§ **Instructions to follow**
Repeat, without any change, the entries presented below.

§ **Supplied data**
────────────────────
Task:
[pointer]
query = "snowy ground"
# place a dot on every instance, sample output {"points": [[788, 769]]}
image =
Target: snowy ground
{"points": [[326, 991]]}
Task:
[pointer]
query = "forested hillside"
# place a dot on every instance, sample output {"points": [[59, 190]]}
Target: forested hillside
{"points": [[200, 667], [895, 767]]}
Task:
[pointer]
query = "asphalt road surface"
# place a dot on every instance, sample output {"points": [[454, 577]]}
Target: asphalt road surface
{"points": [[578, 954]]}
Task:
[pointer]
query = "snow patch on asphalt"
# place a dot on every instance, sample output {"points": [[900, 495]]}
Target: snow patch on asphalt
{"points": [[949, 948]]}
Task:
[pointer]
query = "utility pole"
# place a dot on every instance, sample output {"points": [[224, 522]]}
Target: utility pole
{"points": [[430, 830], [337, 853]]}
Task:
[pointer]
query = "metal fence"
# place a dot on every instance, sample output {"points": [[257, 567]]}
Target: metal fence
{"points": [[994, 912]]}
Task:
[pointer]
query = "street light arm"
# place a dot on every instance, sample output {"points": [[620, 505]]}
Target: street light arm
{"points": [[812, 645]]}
────────────────────
§ **Result below**
Task:
[pointer]
query = "snowy ground"
# place a dot on every instance, sample output {"points": [[788, 769]]}
image =
Target: snowy ground
{"points": [[326, 991]]}
Task:
[pointer]
query = "forested hillside"
# place a dot on every instance, sample output {"points": [[59, 190]]}
Target: forested hillside
{"points": [[200, 667], [895, 767]]}
Task:
[pointer]
query = "asphalt road surface"
# place a dot on every instance, sample output {"points": [[454, 577]]}
Target: asphalt road surface
{"points": [[578, 954]]}
Task:
[pointer]
query = "snow patch on asphalt"
# place a dot on every instance, sample output {"points": [[900, 495]]}
Target: snow patch on asphalt
{"points": [[949, 948]]}
Task:
[pointer]
query = "utility pole"
# place a dot on every instance, sample output {"points": [[224, 522]]}
Target: utility pole
{"points": [[430, 830], [337, 853]]}
Task:
[pointer]
query = "metal fence"
# place a dot on every instance, sample output {"points": [[257, 567]]}
Target: metal fence
{"points": [[994, 912]]}
Task:
[pointer]
query = "street light arm"
# place a dot on every instance, sample output {"points": [[620, 505]]}
Target: street light arm
{"points": [[812, 645]]}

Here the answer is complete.